> **本文**:

━━━━━━

15 : おびやかす  《おびやかすと云事》
 怯える《おびゆる》ということは、どんなことにでもある。思いもよらぬことに怯えることである。多人数の戦い《大分の兵法》でも、敵を脅かすことが肝要である。たとえば物の音で脅かす、あるいは小を急に大にして脅かす、また横から不意に出て脅かす《ふつとおびやかす》などである。その怯えた拍子をとらえて、その有利《利》で勝たねばならぬ。個人戦《一分の兵法》でも、身体によって脅かし、太刀によって脅かし、声によって脅かし、敵の予期しないことを不意に仕懸けて《ふつとしかけて》、敵が怯えたところにつけいり、そのまま勝ちを得ることが肝要である。よくよく吟味あるべし。
【解説】
 「怯える《おびゆる》」を利用するという作戦である。この脅かしも、前条の「動揺させる《むかづかせる》」と同じく、敵の予期しないことを不意に仕掛けて、怯えを生じさせるのである。

16 : まぶれる  《まぶるゝと云事》
 まざり合う《まぶるゝ》というのは、敵とこちらが接近して、互いに強く張り合って、思うようにならないときは、すぐさま敵と一つにまざり合って《まぶれあひて》、まざり合うなかで有利に勝つことが大切である。多人数の戦いでも少人数の戦いでも《大分小分の兵法》、敵と味方が分かれて向き合っていては、互いに張り合って、なかなか勝敗が決まらない。そのときは、すぐさま敵とからみ合い、敵と味方が区別できないようにして、そのなかで有利な方法《徳》をつかみ、その最中で勝うる道を見いだし、しっかりと勝つことが大切《専(せん)》である。よくよく吟味あるべし。
【解説】
 「まざり合う《まぶれる》」を利用するという作戦である。混戦状態にもち込んで勝つという方法である。この《まぶるゝ》という語は、「泥にまみれる」「塩をまぶす」と同じである。《敵とひとつににまぶれあひ》というのは、自他の区別がつかなくなるほど、混じり込んだ混戦状態である。敵我互いに強く拮抗して、膠着状態のまま決着がつかないと見れば、すぐさま混戦状態にもち込め、という教えである。

17 : 角にさわる  《かどにさはると云事》
 角にさわる《かどにさはる》というのは、どんなものでも強いものを押す場合、そのまままっすぐに押込むのは容易ではない。多人数の戦い《大分の兵法》でも、敵の人数をよく見て、つよく突出した所の角を攻めて、優位に立つことができる。突出した角がへこむにしたがって、全体も勢いがなくなる。その勢いのなくなるなかで、出ている所出ている所を攻めて、勝利を得ることが大切である。個人戦《一分の兵法》でも、敵の体の角を痛めつけて、その体勢が少しでも弱まり崩れる格好になったら、勝つことは容易である。このことをよくよく吟味して、勝ちどころをわきまえることが大切である。

━━━━━━

> **指示**:
兵法の心得を説いた本文の続きを、最後の文のあとから書き継いでください。

> **データ**:
━━━━━━

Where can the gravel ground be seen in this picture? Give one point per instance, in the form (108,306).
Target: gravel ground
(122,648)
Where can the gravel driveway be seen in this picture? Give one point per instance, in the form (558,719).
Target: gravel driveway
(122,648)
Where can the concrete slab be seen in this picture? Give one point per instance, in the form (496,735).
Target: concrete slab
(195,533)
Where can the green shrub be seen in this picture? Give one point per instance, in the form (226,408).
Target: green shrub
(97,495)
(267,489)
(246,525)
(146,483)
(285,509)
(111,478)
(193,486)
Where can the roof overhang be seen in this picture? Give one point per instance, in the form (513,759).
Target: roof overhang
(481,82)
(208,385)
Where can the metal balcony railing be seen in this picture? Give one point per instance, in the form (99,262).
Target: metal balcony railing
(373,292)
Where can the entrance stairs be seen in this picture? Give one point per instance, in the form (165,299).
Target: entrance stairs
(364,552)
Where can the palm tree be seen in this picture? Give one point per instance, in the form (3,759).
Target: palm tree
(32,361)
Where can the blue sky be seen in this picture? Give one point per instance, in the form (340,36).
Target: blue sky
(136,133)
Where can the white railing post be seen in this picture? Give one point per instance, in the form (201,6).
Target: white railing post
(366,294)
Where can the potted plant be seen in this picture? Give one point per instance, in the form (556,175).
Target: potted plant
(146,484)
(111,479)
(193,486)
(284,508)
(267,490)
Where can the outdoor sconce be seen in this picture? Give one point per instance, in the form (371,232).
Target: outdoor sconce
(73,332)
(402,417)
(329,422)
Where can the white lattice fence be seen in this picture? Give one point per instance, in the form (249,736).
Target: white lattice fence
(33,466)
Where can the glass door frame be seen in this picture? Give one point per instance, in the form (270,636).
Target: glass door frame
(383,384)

━━━━━━

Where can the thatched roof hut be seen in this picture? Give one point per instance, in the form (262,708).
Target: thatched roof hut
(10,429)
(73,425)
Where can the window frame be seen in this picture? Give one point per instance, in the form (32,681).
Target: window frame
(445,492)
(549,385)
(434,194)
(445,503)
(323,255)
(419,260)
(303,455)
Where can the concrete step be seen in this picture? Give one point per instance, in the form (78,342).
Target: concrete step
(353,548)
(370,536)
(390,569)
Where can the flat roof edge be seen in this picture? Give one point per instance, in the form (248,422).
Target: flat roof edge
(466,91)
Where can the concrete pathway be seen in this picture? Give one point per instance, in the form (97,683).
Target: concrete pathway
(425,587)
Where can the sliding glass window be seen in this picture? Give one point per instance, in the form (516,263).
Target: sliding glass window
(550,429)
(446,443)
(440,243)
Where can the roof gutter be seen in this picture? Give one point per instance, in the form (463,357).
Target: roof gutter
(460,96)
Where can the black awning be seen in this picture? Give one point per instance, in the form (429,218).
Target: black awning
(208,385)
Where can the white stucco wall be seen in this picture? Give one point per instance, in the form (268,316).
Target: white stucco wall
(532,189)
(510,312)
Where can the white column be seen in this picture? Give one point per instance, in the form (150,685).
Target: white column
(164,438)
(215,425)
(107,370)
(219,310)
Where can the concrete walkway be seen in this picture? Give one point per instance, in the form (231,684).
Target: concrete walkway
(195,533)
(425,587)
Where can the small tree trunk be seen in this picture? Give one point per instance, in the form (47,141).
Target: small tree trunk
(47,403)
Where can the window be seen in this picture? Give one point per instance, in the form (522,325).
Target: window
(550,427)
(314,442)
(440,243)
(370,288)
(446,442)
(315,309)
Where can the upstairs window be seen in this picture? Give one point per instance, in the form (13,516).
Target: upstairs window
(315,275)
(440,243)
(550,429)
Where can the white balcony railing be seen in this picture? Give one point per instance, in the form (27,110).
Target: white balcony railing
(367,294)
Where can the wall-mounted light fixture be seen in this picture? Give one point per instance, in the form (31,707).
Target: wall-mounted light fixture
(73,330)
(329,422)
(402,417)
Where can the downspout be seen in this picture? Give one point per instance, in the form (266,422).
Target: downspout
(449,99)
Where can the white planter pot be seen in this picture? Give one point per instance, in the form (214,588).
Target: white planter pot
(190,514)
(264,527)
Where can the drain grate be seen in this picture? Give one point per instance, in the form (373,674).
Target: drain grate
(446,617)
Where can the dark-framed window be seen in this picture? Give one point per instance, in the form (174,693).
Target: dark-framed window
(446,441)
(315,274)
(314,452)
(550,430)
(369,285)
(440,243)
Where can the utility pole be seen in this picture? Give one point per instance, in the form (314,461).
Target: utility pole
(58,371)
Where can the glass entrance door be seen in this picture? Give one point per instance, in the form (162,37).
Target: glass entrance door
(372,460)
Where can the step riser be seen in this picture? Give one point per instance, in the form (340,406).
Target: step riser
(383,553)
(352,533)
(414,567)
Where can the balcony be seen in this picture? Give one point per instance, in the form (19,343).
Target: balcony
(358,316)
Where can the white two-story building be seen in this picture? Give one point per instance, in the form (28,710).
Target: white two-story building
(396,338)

━━━━━━

> **解答**:
【解説】
 「角にさわる《かどにさはる》」を利用するという作戦である。強力な敵を相手にする場合の攻略法である。どんな場合でも強いものを押すとなれば、真っ直ぐに押し込む正攻法では難しい。そこで「角にさわる《かどにさはる》」である。「角」(かど)は「すみ」の意味である。強力な敵に対しては、正面や中央を攻めるのではなく、角(隈)から手をつけろ、という教えである。弱き者が強い敵を倒す方法を教えたのである。前条「まざり合う《まぶれる》」と同様に、ゲリラ的戦法である。

18 : うろめかす  《うろめかすと云事》
 うろたえさせる《うろめかす》というのは、敵に確固たる心を持たせないようにするということである。多人数の戦い《大分の兵法》でも、戦いの場において、敵の意図を見抜き、こちらの兵法の智力をもって、敵の心を翻弄し、あれやこれやと《とのかうの》迷わせ、おそいか早いかと迷わせて、敵がうろたえた心になる拍子をとらえて、確実に勝つ方法を見分けることである。個人戦《一分の兵法》でも、その時々に応じて、いろいろな業(わざ)をしかけて、敵のうろたえた様子につけこみ、思いのままに勝つこと、これが戦いの要諦である。よくよく吟味あるべし。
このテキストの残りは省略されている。